What is asked |
Please reproduce the lines below word for word, leaving out the pictures.

▶

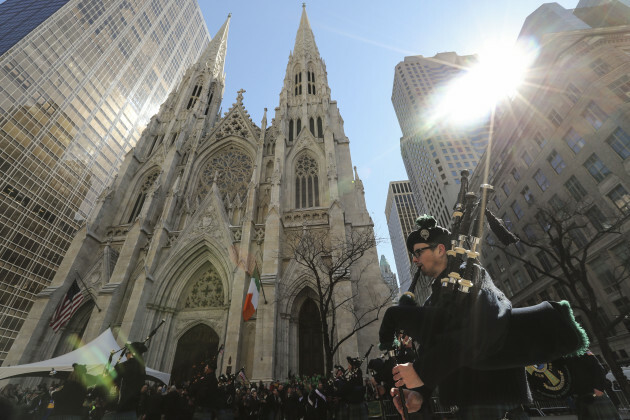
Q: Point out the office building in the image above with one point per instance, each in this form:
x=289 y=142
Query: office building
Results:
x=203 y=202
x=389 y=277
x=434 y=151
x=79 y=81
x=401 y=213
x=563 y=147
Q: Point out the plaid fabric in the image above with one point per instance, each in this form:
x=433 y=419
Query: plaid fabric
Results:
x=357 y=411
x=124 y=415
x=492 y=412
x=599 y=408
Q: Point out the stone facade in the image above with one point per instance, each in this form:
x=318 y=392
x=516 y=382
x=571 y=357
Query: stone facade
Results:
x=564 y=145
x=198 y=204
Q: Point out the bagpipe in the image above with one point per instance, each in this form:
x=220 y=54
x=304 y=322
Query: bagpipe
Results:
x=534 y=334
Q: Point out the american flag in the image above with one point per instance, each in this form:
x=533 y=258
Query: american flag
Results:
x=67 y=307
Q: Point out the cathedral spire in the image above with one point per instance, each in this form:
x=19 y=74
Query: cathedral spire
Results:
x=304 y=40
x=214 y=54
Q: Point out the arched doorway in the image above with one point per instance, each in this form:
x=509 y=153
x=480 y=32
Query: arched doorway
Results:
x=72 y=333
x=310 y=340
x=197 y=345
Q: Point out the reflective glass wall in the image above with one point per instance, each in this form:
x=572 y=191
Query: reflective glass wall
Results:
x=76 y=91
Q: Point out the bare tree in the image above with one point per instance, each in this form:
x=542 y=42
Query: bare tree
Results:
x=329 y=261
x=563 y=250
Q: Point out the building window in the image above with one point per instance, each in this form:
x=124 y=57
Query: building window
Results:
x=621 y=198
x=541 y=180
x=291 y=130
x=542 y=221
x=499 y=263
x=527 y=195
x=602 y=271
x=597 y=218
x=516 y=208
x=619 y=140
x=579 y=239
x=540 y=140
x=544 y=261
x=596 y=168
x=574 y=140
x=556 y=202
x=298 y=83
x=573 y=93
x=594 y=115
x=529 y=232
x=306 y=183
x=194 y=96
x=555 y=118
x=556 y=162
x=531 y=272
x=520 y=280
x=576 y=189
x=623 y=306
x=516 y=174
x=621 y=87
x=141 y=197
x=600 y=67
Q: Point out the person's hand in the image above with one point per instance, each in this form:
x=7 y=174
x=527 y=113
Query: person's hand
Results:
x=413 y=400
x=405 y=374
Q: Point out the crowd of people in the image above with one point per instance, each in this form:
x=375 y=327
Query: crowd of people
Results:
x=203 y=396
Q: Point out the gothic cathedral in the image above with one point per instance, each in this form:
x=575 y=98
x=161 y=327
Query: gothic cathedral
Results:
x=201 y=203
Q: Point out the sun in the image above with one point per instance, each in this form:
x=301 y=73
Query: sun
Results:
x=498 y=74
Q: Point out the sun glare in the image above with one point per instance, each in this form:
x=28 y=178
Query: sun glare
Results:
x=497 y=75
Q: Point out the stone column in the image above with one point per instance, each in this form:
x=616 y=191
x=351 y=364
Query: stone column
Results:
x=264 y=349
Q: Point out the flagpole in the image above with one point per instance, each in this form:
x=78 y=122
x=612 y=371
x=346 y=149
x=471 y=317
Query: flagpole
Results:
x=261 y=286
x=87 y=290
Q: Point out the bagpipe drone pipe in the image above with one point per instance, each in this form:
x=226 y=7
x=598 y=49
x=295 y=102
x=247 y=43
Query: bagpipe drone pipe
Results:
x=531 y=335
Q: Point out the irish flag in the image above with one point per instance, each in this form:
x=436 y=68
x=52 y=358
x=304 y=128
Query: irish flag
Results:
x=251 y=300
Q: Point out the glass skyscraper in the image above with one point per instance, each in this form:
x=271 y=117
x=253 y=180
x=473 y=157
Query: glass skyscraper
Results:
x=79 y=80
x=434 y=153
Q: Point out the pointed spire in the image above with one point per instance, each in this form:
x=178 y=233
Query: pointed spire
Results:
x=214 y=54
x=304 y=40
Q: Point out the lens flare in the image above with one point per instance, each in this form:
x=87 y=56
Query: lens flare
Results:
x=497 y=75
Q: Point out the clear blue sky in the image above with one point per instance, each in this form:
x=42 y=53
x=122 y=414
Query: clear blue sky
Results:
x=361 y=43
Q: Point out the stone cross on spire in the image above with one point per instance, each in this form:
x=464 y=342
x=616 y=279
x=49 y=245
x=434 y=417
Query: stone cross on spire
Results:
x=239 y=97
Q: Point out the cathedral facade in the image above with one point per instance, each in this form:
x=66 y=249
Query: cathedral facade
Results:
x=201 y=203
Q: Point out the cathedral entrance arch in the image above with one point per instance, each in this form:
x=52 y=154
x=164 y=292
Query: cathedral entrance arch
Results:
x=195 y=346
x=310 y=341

◀

Result for this exercise |
Q: Point out the office building in the image above with one point per instance, each in this form:
x=289 y=142
Query: office building
Results:
x=203 y=202
x=389 y=277
x=434 y=151
x=79 y=81
x=401 y=213
x=563 y=147
Q: Point out the plaid fabric in the image above with one point per instance, each in this form:
x=433 y=419
Query: plaid fabric
Results:
x=357 y=411
x=124 y=415
x=492 y=412
x=599 y=408
Q: Point out the stone facade in the image above with one point per instance, each in this form:
x=318 y=392
x=516 y=382
x=571 y=357
Query: stone facade
Results:
x=564 y=145
x=198 y=204
Q: Point out the bagpipe in the image above with one point per instance, each in this form:
x=220 y=54
x=304 y=322
Query: bagpipe
Results:
x=534 y=334
Q: Point out the american flag in the image above with one point per instance, each in this form:
x=533 y=258
Query: american flag
Results:
x=67 y=307
Q: Point out the cathedral spire in the image above with one point per instance, each in this form:
x=19 y=74
Query: cathedral spire
Results:
x=304 y=40
x=214 y=54
Q: Point out the arched doorway in the image above with one point per instance, each in this form:
x=509 y=153
x=480 y=32
Query: arched doorway
Results:
x=72 y=333
x=310 y=340
x=197 y=345
Q: Point out the reflective glass wall in the image above with one point per instance, each in this form:
x=572 y=191
Query: reflective glass wall
Results:
x=76 y=91
Q: Point out the bare tree in the image above with one point per instance, each in this form:
x=542 y=42
Query: bare tree
Results:
x=329 y=261
x=563 y=250
Q: Point out the building window in the image above with one point per instance, each in this form:
x=124 y=57
Query: building window
Results:
x=621 y=198
x=541 y=180
x=291 y=130
x=542 y=221
x=499 y=263
x=527 y=195
x=602 y=271
x=597 y=218
x=516 y=208
x=619 y=140
x=579 y=239
x=540 y=140
x=544 y=261
x=596 y=168
x=574 y=140
x=556 y=202
x=298 y=83
x=573 y=93
x=594 y=115
x=529 y=232
x=306 y=183
x=194 y=96
x=555 y=118
x=556 y=162
x=531 y=272
x=520 y=280
x=576 y=189
x=623 y=306
x=516 y=174
x=621 y=87
x=141 y=197
x=600 y=67
Q: Point out the person's hand in the image above with one point per instance, each in this form:
x=7 y=174
x=527 y=113
Query: person's hand
Results:
x=413 y=400
x=405 y=374
Q: Point out the crowd of people in the image above with one point per instance, each in this form:
x=375 y=327
Query: crowd of people
Results:
x=203 y=396
Q: Point out the gothic cathedral in the image above with one point per instance, each in this form:
x=575 y=98
x=161 y=327
Query: gothic cathedral
Results:
x=201 y=203
Q: Point out the sun in the image above with one point per instance, each in this form:
x=301 y=73
Query: sun
Results:
x=498 y=74
Q: Point out the sun glare in the image above with one point per instance, each in this form:
x=28 y=178
Query: sun glare
Results:
x=497 y=75
Q: Point out the stone column in the image above with one point per instance, each in this form:
x=616 y=191
x=351 y=364
Query: stone column
Results:
x=264 y=349
Q: Point out the flagpole in the image above with one point per instance, each in this form:
x=78 y=122
x=612 y=371
x=346 y=149
x=471 y=317
Query: flagpole
Results:
x=261 y=286
x=87 y=290
Q: Point out the bagpipe drone pipe in the image above with one point per instance, each in this form:
x=226 y=7
x=598 y=49
x=295 y=102
x=247 y=43
Query: bagpipe drone pipe
Results:
x=531 y=335
Q: Point out the irish flag in the image above with one point per instance, each in this form:
x=436 y=68
x=52 y=358
x=304 y=128
Query: irish flag
Results:
x=251 y=300
Q: Point out the glass skyscraper in the image above with one point per instance, each in this form:
x=271 y=117
x=253 y=180
x=473 y=157
Query: glass skyscraper
Results:
x=79 y=80
x=434 y=153
Q: Point out the pointed spire in the image above with one point per instance, each in this form:
x=178 y=233
Query: pointed spire
Results:
x=214 y=54
x=304 y=40
Q: Point out the lens flare in the image above with one point per instance, each in this form:
x=87 y=56
Query: lens flare
Results:
x=497 y=75
Q: Point out the clear blue sky in the image above with one point per instance, each in this form:
x=42 y=53
x=122 y=414
Query: clear blue sky
Results:
x=361 y=43
Q: Point out the stone cross on spire in the image above with one point per instance, each in this form:
x=464 y=342
x=616 y=279
x=49 y=245
x=434 y=417
Query: stone cross on spire
Results:
x=239 y=97
Q: Point out the cathedral facade in the image above with one point per instance, each in this form:
x=66 y=249
Query: cathedral facade
Results:
x=201 y=203
Q: Point out the cathedral entrance arch in the image above with one point per instance, each in this form:
x=52 y=154
x=164 y=292
Query: cathedral entrance arch
Results:
x=195 y=346
x=310 y=341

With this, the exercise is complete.